## [Data provided]
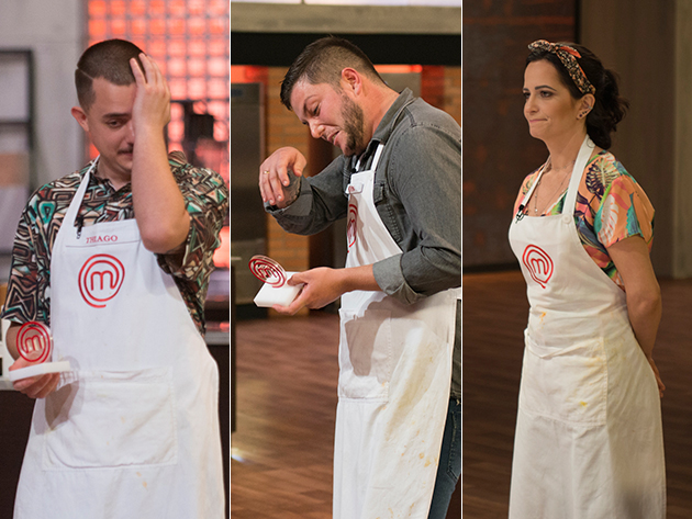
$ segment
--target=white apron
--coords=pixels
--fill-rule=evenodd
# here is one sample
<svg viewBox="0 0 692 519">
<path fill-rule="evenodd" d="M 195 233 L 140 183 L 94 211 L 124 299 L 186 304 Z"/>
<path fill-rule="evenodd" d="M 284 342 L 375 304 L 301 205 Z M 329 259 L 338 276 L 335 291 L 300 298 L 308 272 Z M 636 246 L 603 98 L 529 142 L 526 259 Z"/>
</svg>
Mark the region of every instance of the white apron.
<svg viewBox="0 0 692 519">
<path fill-rule="evenodd" d="M 587 137 L 562 214 L 518 216 L 510 227 L 531 303 L 513 519 L 666 515 L 656 379 L 629 325 L 625 292 L 589 257 L 574 225 L 577 191 L 593 148 Z"/>
<path fill-rule="evenodd" d="M 51 261 L 53 360 L 75 371 L 36 400 L 14 517 L 221 519 L 217 366 L 134 218 L 74 226 L 94 165 Z"/>
<path fill-rule="evenodd" d="M 347 188 L 347 268 L 401 253 L 372 201 L 382 148 Z M 427 518 L 449 405 L 458 293 L 414 305 L 383 292 L 342 296 L 334 519 Z"/>
</svg>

## [What to do]
Reproduce every line of the entries above verbatim, omitting the picture.

## [Exercise output]
$ segment
--target=white apron
--coords=pixels
--fill-rule=evenodd
# here is one sample
<svg viewBox="0 0 692 519">
<path fill-rule="evenodd" d="M 195 233 L 140 183 L 94 211 L 124 299 L 186 304 Z"/>
<path fill-rule="evenodd" d="M 284 342 L 375 304 L 301 205 Z M 329 259 L 338 276 L 335 291 L 300 298 L 308 272 Z M 636 246 L 603 98 L 529 142 L 526 259 Z"/>
</svg>
Mark the region of every instance of the white apron.
<svg viewBox="0 0 692 519">
<path fill-rule="evenodd" d="M 587 137 L 562 214 L 518 216 L 510 227 L 531 303 L 513 519 L 666 515 L 656 379 L 629 325 L 625 292 L 589 257 L 574 225 L 577 191 L 593 148 Z"/>
<path fill-rule="evenodd" d="M 51 261 L 53 360 L 75 371 L 36 400 L 14 517 L 221 519 L 217 366 L 134 218 L 74 226 L 94 165 Z"/>
<path fill-rule="evenodd" d="M 347 188 L 347 268 L 401 253 L 372 201 L 382 148 Z M 427 518 L 449 405 L 458 293 L 414 305 L 383 292 L 342 296 L 334 519 Z"/>
</svg>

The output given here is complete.